> [Trecho da página]:
■ ■ ■ ■ ■ ■ ■

Neste ponto, um primeiro aspecto a ser discutido refere-se à experiência da R/E como efeito dos resultados de uma determinada terapêutica. Assim, o maior ou o menor engajamento religioso-espiritual parece estar associado aos desfechos em saúde, balizando a aproximação ou o distanciamento de pacientes e familiares em termos dessa dimensão. Um primeiro movimento deflagrado a partir desse relato, portanto, envolve a emergência da R/E como resposta aos desfechos de determinado tratamento, podendo ser evocada ora para justificar esses efeitos, ora para dar significado a essas experiências que podem envolver dor, sofrimento e mesmo a cura. Auxiliando assim no cuidado em saúde, adesão ao tratamento e, em alguns casos, até mesmo no prognóstico do paciente (Novaes, Peixoto, Santos Júnior, Santos, Moura & Rodrigues, 2019).

Também havia um comportamento distinto em relação à tríade paciente-família-equipe a partir do local em que cada indivíduo vivenciava sua internação. Eram diferenciados os casos acompanhados no setor de UTIN daqueles da UTI-adulto, apenas para citar um exemplo. Na primeira havia um forte questionamento sobre "o porquê" dessas vivências, enquanto no segundo, ainda que também houvesse um sofrimento considerável, era perceptível na fala dos envolvidos maior aceitação, como um processo natural da vida. No caso de idosos, como era comum terem passado pela maioria dos itens do relógio social ao longo de sua vida, os profissionais percebiam que era "compreensível" e esperado, não gerando tantos questionamentos. No entanto, quando crianças, adolescentes e jovens adultos recebiam algum diagnóstico ou iam a óbito era mais difícil para a equipe aceitar os fatos (Lima & Silva, 2019; Spies Subutzki, Lomba, & Backes, 2018). Além dessas diferentes repercussões para a equipe profissional, pode-se destacar que esse movimento também recupera, de certo modo, uma tendência quando são analisadas as repercussões desses processos de adoecimento e de morte nos familiares cuidadores. De modo que o impacto pela morte de um filho, parece ser referida como mais dolorosa se comparada à morte de uma pessoa mais idosa (Morelli & Scorsolini-Comin, 2016). Assim, a morte acaba sendo associada, historicamente e também no cuidado em saúde, como um evento ligado ao desfecho de uma vida que, de certo modo, já esgotou suas possibilidades, o que não ocorreria com crianças e adolescentes. Ou seja, que estão no início do ciclo vital (Ariès, 2014).

Tendo em vista essas questões e as subjetividades da vivência para cada paciente e familiar, é fundamental que ocorra uma interpretação sobre a R/E que seja oferecida pelo próprio paciente e não interpretada apressadamente pelo psicólogo, uma vez que, ao longo de seu processo de adoecimento, o importante são os recursos que pacientes e familiares encontram e utilizam para lidar com essa vivência de adoecimento e finitude. Assim, recomenda-se que o profissional de saúde, no caso o psicólogo, possa abrir-se à escuta desses pacientes e familiares, buscando também fazer esclarecimentos sobre essas vivências tomando por base o modo como, histórica e socialmente essa questão tem se apresentado. Essas informações podem promover nessas pessoas, alvos do cuidado, a sensação de que essas experiências são também compartilhadas e fazem parte da própria condição humana, o que pode legitimar essas percepções e favorecer a adoção de posturas mais amadurecidas a partir dessa clarificação.

■ ■ ■ ■ ■ ■ ■

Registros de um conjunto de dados

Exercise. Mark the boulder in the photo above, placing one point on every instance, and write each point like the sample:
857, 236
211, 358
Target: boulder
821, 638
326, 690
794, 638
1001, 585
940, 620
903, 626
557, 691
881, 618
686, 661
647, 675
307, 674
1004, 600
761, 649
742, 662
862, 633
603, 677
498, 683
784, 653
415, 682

■ ■ ■ ■ ■ ■ ■

> [Instrução]: Segundo o trecho da página, em qual setor havia um forte questionamento sobre "o porquê" das vivências?

> [Resposta]: No setor de UTIN.